- Questions to answer -
**1)** How much money does Matariki Medical want to raise, according to the article about the company?
**2)** Write the next part of the article about Matariki Medical, picking up right after its final sentence.

- Text segment -
_ _ _ _

Step by step

Start with an idea, then add good US connections and some promising diagnostic technology

Thursday, November 05 2009 || Starting out || BY Lesley Springall


Matariki Medical has no sales. It has no products. It has a part-time chief executive, but he’s unlikely to hang around much past the early stages of the company. But Matariki Medical wants to raise $1.25 million. And that’s only the tip of the iceberg — it will need more within the year.

It might sound like a challenge, but CEO Neil Domigan is confident investors will stump up with the cash. So what does it have? How about an idea, some good connections in the US, and knowledge of some early trial data on potential new stroke diagnostic technology.

Matariki Medical was formed by Pacific Channel, a New Zealand life sciences investment company, and its biotech investment partner NMD Biotech Consulting, owned by Domigan, who is a biochemist and former business development manager with Genesis Research and Development.

Through Pacific Channel’s affiliation with the much larger, but similarly focused Channel Group in New York, Domigan and Pacific Channel director Brent Ogilvy were introduced to Lesanne Life Sciences — a company formed by Channel to develop a new stroke diagnostic technology.

The technology is based on a protein biomarker, discovered by Ann Cornell-Bell, a former researcher at Yale and now Lesanne’s chief scientific officer. The protein biomarker is released into a person’s bloodstream within 15 minutes of an ischemic event — a blood clot that can lead to stroke — and can help identify correct early treatment.

Stroke is the third highest cause of death in the Western world, with more than 5 million people a year killed, and another 5 million disabled through paralysis. About 85% of strokes are ischemic, caused by clots; the rest are haemorrhagic. When identified, an ischemic stroke can be treated with the clot-dissolving drug, TPA (tissue plasminogen activator). But it has to be administered within the first few hours following the stroke, and the treating physician has to be sure the stroke was caused by a clot, and not a haemorrhage, because TPA can increase bleeding.

_ _ _ _

- Stored data -

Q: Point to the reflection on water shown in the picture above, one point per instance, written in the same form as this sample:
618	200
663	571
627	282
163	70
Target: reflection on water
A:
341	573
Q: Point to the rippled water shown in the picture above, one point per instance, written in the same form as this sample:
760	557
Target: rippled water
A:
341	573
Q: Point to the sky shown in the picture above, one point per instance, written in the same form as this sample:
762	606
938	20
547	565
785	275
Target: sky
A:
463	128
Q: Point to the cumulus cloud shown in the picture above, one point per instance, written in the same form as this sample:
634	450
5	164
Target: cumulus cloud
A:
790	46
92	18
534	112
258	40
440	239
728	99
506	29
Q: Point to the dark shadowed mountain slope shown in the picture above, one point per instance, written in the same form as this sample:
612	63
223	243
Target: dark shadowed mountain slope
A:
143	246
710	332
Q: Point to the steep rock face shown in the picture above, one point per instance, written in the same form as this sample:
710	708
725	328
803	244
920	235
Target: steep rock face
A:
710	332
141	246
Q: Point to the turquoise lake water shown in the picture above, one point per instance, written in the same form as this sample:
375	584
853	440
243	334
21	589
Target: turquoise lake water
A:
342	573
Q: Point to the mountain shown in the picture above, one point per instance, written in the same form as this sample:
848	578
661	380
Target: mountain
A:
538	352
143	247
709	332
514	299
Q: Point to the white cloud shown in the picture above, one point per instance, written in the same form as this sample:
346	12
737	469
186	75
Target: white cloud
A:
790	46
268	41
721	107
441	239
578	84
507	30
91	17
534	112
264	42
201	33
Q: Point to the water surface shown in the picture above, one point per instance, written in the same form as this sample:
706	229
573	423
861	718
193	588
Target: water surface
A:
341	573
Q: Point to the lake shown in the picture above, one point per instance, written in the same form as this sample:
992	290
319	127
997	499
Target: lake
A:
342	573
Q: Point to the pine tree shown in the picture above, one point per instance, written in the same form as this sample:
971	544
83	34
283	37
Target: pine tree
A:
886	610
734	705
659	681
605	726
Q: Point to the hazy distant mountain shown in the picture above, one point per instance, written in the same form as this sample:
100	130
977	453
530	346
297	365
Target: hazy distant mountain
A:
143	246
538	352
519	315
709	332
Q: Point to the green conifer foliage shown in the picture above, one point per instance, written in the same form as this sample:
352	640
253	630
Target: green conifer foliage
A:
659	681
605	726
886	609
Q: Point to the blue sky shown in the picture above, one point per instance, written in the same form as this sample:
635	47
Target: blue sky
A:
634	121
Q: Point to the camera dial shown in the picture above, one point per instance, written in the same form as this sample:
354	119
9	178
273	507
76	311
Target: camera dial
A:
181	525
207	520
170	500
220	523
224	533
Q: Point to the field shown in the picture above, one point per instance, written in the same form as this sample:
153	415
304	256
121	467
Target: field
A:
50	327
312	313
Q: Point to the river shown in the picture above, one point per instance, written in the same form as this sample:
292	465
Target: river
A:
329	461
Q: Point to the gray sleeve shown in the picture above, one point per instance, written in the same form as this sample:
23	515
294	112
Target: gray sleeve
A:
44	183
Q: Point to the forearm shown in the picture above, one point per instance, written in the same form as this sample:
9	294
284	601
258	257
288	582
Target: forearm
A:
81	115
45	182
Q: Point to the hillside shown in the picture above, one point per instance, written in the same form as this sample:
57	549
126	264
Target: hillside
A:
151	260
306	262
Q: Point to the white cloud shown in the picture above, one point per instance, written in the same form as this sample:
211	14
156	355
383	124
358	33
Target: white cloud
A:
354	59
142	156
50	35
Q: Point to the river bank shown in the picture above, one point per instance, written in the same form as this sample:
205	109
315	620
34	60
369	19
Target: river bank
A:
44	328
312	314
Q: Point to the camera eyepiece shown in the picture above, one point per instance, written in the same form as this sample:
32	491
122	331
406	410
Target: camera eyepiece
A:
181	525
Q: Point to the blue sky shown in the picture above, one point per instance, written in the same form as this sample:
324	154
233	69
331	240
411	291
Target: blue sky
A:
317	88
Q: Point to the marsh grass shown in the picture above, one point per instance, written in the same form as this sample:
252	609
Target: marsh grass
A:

_ _ _ _

- Answers by task -
**1)** $1.25 million

**2)**
Currently there’s no cheap, easy way of testing for an ischemic event, says Domigan. Patients have to wait for an MRI or CAT scan, yet scanners often aren’t available or scans aren’t run early enough as it’s expensive — even though the costs of rehabilitating stroke victims is often far more costly. Currently TPA is administered in about 2% of stroke cases, but data suggests that could leap to 20% with a decent diagnostic kit.

So where does Matariki Medical come in? It’s cheaper to run clinical trials in New Zealand than the US, says Domigan. Thus Matariki Medical was formed to run the clinical trials, develop biological diagnostic reagents and, all going well, market the new diagnostic tool in New Zealand, Australia and East Asia. Lesanne will market it in the US, Europe and Japan.

The $1.25 million will be used to buy a 20% stake in Lesanne, run the clinical trials, investigate a couple of other diagnostics (one from an undisclosed New Zealand company) and basically get the company up and running, says Domigan. How much more money will be required down the track depends on the quality of the initial New Zealand trial results.

It’s a win-win situation, he says. In essence, Matariki Medical is buying a chunk of the action by putting up its hand to run the clinical trials. Similar arrangements will be used for other diagnostics identified by either Matariki Medical or Lesanne.

“It’s about doing what makes sense in New Zealand. Not what makes sense in the US,” says Pacific Channel’s Ogilvy. “We get the distribution rights for our region and we also get an equity position in the technology owner.”
Though it’s a shell company at the moment, Matariki, which is about to appoint a chairman and finalise its investment statement, has a lot more behind it than a typical biotechnology company, says Domigan. The technology has strong early trial and animal data — strong enough to allow patents to be filed in the US and Japan. Plus, diagnostics is a far less risky area than drug development, with a far shorter time to market. All going well, the stroke diagnostic kit should be on the market within 24 to 30 months, he says.

“It’s a way of building a company step-by-step without having a large upfront spend. It allows you to grow in line with the capital you have.”